(Excerpts of location labeling data)
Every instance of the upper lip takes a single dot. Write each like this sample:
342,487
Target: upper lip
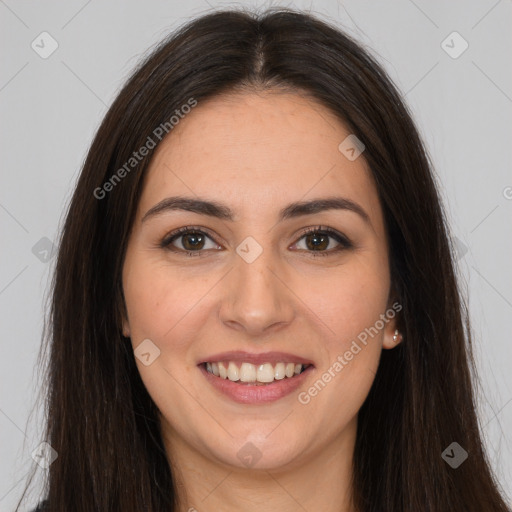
256,359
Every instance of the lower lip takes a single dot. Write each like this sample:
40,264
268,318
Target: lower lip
250,394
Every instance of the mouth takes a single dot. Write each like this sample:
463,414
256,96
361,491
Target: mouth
252,374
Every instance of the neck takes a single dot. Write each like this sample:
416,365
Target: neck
319,480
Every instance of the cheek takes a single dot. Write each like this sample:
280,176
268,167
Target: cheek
158,299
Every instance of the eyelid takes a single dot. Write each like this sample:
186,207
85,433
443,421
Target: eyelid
342,240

Directions for this task: Repeat each record exactly, with the pictures left out.

Finished task:
Every instance of the upper lip takes a single dot. Write each like this sample:
342,487
Target: upper lip
256,359
Every instance of the lower lip takes a single dot. Write each like this sample:
40,264
268,318
Target: lower lip
250,394
Every instance of the mouth takes a single dot. Write each like this sample:
463,414
256,96
361,491
Target: mouth
252,374
Every instance of the neck takes a single dot. Write each like this sample:
416,365
Target: neck
319,480
Every instance of the cheek takes a single dot. Write each like this sample:
280,176
268,167
Target: cheek
158,299
Every instance of the eyelid takes a single dot. Write each like this sample:
186,207
85,433
443,421
Target: eyelid
342,240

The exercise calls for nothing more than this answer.